● THE RECORDS:
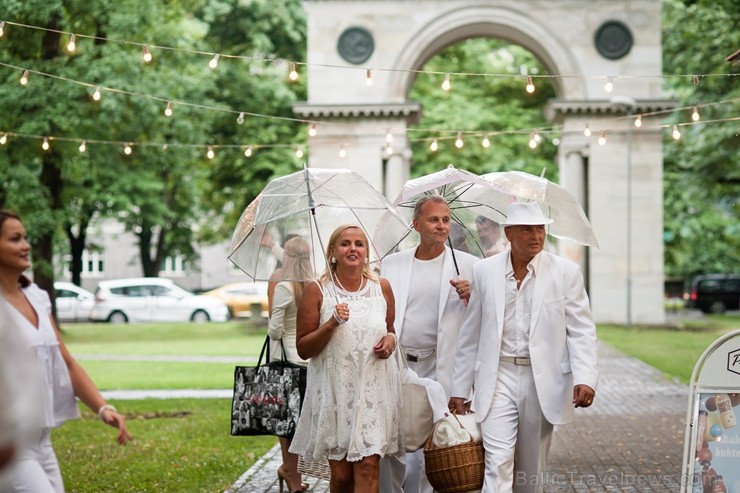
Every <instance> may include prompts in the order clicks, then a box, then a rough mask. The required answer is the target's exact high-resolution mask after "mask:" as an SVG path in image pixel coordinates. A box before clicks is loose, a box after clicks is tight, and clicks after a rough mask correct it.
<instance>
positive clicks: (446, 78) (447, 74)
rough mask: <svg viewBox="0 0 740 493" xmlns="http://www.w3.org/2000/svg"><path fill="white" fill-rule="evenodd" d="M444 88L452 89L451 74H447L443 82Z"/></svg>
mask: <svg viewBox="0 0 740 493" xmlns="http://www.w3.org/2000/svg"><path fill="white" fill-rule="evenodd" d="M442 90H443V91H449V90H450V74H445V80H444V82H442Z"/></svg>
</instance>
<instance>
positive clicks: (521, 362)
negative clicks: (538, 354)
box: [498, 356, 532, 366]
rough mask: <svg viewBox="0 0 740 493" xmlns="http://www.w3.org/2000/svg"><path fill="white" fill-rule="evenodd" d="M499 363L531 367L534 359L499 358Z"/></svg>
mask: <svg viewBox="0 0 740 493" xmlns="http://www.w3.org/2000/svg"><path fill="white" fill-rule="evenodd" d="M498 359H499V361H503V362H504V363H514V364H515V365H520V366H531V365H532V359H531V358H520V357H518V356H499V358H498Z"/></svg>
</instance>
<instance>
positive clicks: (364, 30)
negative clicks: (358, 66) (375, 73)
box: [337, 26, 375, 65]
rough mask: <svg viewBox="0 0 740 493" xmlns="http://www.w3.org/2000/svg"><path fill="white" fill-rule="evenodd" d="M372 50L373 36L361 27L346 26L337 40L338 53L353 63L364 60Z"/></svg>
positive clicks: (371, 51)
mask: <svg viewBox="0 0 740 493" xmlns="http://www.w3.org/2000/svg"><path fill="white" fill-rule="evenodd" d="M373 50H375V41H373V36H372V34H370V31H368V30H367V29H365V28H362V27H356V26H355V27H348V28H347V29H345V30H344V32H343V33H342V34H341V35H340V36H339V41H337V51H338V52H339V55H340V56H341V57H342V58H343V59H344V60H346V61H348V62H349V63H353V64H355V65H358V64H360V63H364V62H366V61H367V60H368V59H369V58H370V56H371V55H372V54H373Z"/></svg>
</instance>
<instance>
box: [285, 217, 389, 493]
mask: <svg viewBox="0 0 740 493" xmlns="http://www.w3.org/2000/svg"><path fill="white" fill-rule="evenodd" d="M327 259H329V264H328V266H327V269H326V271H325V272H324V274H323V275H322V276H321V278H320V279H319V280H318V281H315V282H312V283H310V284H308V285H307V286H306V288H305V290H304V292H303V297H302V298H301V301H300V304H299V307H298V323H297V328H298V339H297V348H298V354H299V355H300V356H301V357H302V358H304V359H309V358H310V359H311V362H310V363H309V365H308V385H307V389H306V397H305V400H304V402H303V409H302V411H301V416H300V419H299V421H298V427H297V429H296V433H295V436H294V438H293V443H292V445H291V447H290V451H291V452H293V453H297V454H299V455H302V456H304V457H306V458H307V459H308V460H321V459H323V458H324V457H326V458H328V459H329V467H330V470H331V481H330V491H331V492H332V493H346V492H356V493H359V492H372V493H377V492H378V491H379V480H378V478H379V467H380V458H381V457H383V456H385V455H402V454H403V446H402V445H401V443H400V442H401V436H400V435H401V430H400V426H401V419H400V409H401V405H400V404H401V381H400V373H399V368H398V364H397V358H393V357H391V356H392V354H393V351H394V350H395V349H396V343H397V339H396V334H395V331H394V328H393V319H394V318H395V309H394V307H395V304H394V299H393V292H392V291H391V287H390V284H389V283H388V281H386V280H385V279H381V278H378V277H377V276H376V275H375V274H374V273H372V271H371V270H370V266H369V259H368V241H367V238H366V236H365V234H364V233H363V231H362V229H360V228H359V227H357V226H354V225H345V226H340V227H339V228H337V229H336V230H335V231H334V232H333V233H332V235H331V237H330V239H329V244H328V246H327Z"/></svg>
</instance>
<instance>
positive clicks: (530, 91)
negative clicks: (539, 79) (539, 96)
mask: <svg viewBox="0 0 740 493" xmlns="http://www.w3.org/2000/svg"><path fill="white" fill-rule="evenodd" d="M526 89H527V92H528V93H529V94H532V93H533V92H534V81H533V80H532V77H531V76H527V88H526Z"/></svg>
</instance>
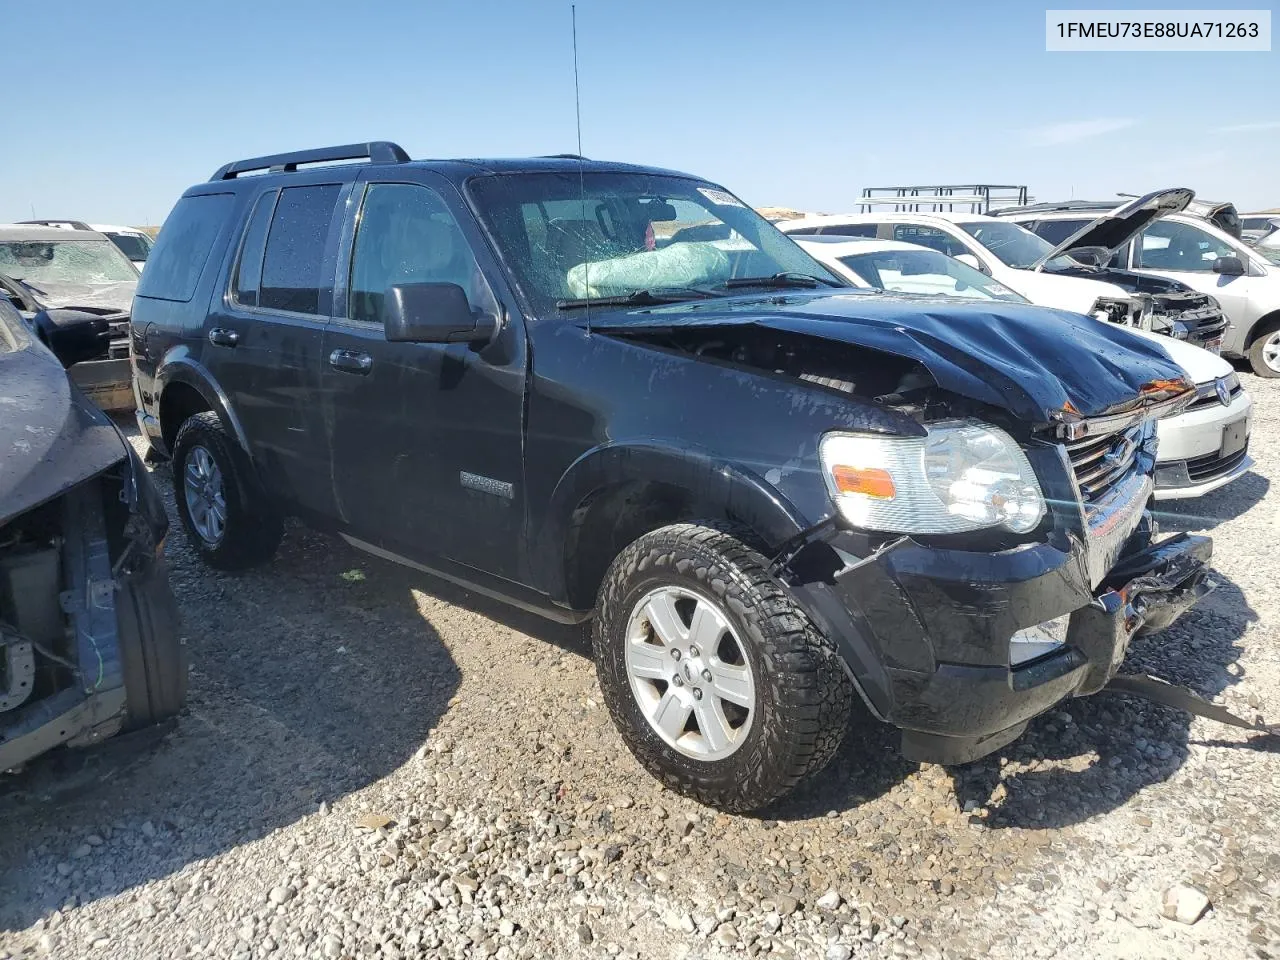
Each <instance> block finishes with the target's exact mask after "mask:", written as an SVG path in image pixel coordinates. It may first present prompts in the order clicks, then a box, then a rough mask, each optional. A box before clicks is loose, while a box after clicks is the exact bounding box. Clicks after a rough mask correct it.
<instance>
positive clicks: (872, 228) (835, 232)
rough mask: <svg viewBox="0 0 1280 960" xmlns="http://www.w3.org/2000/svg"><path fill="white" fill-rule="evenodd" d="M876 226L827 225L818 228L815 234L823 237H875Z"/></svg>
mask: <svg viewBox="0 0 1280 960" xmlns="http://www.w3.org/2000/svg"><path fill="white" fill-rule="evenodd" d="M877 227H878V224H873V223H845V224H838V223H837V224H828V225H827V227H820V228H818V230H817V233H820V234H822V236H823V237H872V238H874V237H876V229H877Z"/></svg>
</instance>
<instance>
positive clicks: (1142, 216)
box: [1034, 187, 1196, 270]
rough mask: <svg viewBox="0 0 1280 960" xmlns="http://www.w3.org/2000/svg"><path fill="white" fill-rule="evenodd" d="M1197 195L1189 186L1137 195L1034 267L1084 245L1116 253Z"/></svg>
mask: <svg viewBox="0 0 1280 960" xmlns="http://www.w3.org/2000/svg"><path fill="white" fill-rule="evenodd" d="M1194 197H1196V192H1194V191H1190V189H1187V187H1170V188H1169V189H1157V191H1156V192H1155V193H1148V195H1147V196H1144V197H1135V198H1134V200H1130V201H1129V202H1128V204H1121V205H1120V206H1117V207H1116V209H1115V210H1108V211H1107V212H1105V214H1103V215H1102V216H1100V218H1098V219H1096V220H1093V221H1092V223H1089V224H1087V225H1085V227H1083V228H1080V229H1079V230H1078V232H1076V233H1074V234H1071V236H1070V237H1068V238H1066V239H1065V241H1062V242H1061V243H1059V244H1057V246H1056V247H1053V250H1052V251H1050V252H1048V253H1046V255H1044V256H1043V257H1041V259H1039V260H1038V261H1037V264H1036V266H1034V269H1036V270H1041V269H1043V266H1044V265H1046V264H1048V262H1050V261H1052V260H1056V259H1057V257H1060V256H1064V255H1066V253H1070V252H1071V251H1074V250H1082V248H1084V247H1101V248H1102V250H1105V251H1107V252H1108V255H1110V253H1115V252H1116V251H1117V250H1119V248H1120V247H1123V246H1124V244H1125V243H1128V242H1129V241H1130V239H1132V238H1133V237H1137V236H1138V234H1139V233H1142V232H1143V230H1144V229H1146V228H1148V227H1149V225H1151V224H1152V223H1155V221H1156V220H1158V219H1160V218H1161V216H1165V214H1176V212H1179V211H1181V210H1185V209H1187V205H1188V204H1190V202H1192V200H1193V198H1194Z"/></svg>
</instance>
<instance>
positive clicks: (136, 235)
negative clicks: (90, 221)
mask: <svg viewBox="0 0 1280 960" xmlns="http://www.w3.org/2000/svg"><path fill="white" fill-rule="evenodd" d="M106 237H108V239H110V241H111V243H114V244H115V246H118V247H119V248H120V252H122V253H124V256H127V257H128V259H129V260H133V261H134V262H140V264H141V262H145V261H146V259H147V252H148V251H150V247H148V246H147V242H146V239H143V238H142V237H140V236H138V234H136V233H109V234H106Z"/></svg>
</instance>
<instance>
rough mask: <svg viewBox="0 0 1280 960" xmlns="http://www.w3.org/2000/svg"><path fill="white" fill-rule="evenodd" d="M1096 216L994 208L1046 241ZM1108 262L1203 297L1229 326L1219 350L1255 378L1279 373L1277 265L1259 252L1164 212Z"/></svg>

● AIM OF THE EXERCISE:
Copy the records above exactly, from the first line through the line containing "positive clicks: (446, 78) (447, 74)", and leave out the pictures.

● RESPONSE TO THIS TASK:
Every <instance> may include prompts in the order clicks, then a box, then a rough mask. The required answer is the target's exact high-resolution mask after "mask:" as an SVG path in image pixel coordinates. A box before clicks is loose, a box after clicks is tight, and clicks after a rough mask correct it.
<instance>
positive clicks: (446, 78) (447, 74)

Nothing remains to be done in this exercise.